-- Exercise --
In the entries below, copy verbatim every line from the one containing "as [[159, 291]]." through the one containing "[[541, 174], [326, 139]]", both included.

── Provided records

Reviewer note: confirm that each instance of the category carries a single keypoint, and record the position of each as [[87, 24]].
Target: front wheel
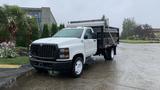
[[77, 68]]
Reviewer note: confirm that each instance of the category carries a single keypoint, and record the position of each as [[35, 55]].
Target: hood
[[59, 41]]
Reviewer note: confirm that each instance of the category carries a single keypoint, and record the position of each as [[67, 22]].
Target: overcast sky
[[144, 11]]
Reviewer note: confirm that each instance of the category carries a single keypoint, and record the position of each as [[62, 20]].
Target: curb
[[23, 71]]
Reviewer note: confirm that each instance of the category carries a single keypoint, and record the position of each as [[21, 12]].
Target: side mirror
[[85, 37]]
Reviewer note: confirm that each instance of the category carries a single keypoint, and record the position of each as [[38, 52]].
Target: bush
[[7, 50]]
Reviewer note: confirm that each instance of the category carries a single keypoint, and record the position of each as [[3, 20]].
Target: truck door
[[90, 43]]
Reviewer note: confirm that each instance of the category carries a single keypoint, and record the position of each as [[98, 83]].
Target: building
[[43, 15]]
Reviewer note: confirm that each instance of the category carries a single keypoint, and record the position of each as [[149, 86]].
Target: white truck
[[72, 47]]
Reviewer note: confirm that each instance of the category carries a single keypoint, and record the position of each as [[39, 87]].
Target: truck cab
[[72, 47], [67, 50]]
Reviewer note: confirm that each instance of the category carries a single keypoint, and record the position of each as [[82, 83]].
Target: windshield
[[75, 33]]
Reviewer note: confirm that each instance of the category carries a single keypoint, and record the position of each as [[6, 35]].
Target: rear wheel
[[109, 54], [77, 68]]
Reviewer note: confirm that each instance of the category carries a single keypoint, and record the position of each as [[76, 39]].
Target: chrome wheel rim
[[78, 67]]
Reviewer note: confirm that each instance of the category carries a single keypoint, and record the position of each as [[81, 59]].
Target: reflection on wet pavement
[[135, 67]]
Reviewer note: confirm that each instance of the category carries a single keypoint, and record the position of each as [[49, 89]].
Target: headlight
[[64, 53]]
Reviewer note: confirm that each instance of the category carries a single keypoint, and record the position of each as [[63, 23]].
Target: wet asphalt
[[135, 67]]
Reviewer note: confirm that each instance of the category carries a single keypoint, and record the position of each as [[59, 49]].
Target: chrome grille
[[44, 51]]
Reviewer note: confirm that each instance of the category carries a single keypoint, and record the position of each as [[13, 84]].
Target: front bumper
[[51, 65]]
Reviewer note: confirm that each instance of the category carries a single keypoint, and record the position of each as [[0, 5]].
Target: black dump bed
[[106, 36]]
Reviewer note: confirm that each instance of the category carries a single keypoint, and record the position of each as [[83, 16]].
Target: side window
[[89, 34]]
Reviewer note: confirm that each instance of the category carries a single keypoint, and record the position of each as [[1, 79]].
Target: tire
[[109, 54], [39, 70], [77, 67]]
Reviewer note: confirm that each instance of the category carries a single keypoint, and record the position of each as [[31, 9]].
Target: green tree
[[45, 32], [61, 26], [128, 27], [10, 18], [54, 29]]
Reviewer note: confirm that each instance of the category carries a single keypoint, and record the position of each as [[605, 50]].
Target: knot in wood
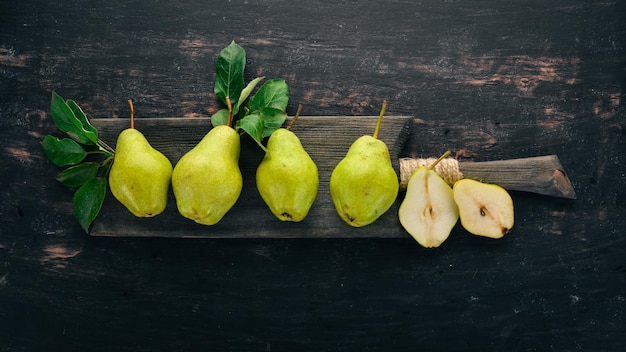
[[447, 168]]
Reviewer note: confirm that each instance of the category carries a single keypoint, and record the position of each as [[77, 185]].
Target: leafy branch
[[258, 115], [89, 177]]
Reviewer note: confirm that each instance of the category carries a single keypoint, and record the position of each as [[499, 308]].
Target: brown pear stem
[[380, 118], [443, 156], [230, 111], [295, 117], [132, 114]]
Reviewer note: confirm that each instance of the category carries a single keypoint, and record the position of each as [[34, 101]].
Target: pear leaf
[[78, 175], [64, 151], [245, 93], [66, 121], [88, 200], [252, 124], [80, 115], [273, 94], [271, 120], [219, 118], [229, 81]]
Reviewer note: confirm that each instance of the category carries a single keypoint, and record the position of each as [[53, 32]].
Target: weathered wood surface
[[492, 80], [326, 139], [539, 174]]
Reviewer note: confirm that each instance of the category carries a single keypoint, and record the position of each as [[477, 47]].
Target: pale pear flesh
[[485, 209], [364, 184], [140, 175], [207, 180], [287, 178], [428, 212]]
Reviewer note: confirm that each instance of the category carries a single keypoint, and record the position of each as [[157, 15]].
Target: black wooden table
[[490, 80]]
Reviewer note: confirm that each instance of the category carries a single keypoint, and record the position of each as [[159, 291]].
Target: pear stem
[[445, 155], [132, 114], [230, 111], [295, 117], [380, 118]]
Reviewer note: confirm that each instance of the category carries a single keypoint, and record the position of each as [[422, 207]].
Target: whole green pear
[[140, 175], [364, 184], [287, 178], [207, 181]]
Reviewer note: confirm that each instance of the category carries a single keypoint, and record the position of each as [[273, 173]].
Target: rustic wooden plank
[[541, 174], [326, 139]]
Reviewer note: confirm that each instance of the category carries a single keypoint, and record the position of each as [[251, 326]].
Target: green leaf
[[219, 118], [64, 151], [88, 200], [273, 94], [245, 93], [67, 122], [80, 115], [229, 81], [272, 119], [253, 126], [78, 175]]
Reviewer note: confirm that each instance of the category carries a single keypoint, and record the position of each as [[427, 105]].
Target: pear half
[[485, 209], [428, 211]]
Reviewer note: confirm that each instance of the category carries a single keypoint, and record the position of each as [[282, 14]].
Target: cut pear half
[[428, 211]]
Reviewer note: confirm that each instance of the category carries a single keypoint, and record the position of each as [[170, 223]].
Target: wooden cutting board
[[326, 139]]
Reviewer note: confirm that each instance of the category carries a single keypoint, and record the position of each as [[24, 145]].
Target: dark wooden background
[[489, 79]]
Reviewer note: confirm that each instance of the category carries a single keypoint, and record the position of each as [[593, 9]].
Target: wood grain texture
[[326, 139], [489, 80]]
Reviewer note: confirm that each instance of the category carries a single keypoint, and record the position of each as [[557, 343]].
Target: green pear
[[207, 181], [140, 175], [364, 184], [428, 211], [287, 178], [485, 209]]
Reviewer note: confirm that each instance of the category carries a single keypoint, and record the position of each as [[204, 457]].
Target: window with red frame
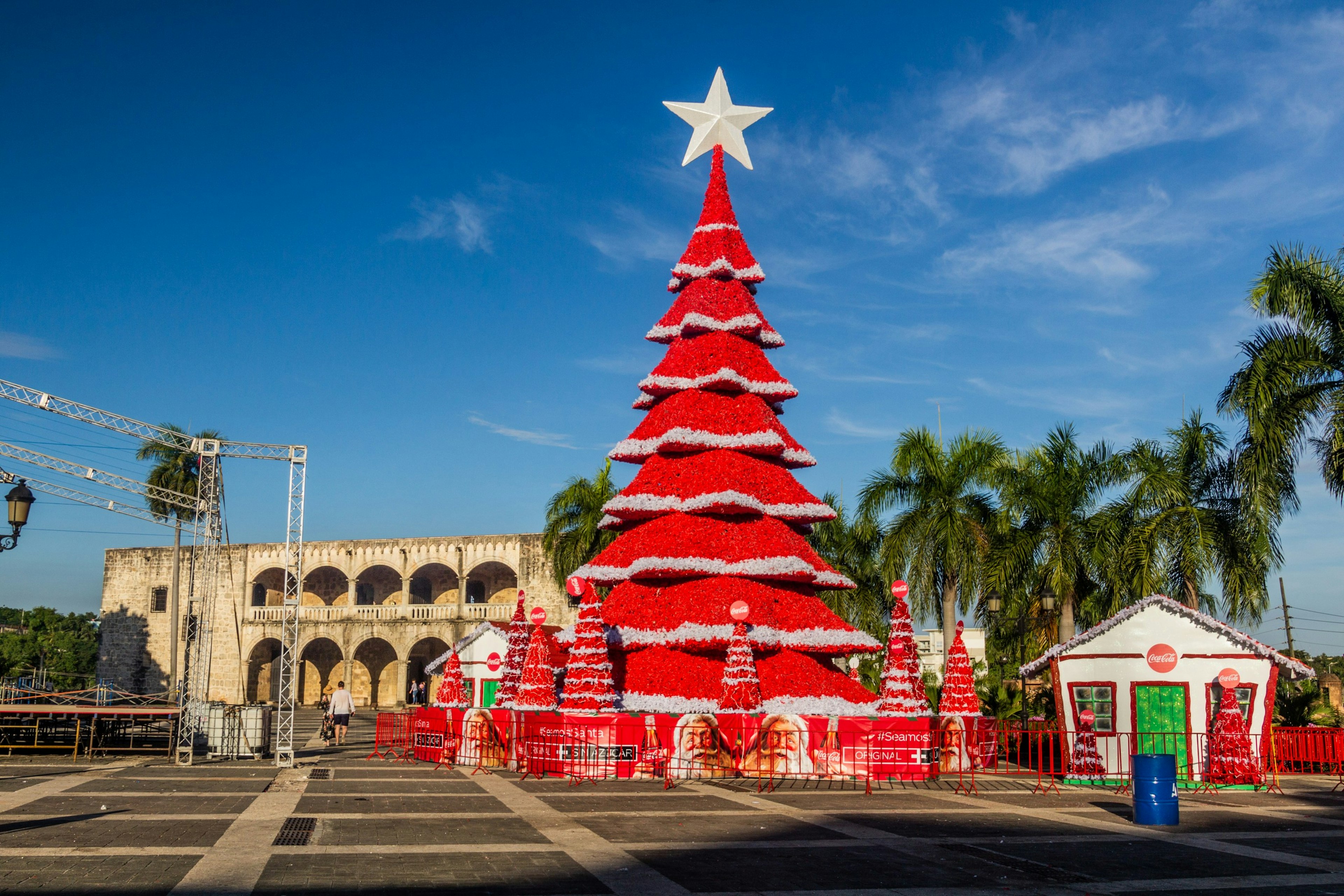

────

-- Complete response --
Reviewer note: confirm that each instance of the category carries a single keypoint, and record the position of each as [[159, 291]].
Target: pear stem
[[445, 155], [132, 114], [230, 111], [295, 117], [380, 118]]
Reviewer note: confirm that each instance of the category carries a single keypoint, and record the position of each as [[422, 207]].
Target: whole green pear
[[140, 175], [364, 184], [287, 178], [207, 181]]
Reviewer note: confirm that each instance of the category carries a single keypoint, and record the position of each as [[273, 173]].
Target: rustic wooden plank
[[541, 174], [326, 139]]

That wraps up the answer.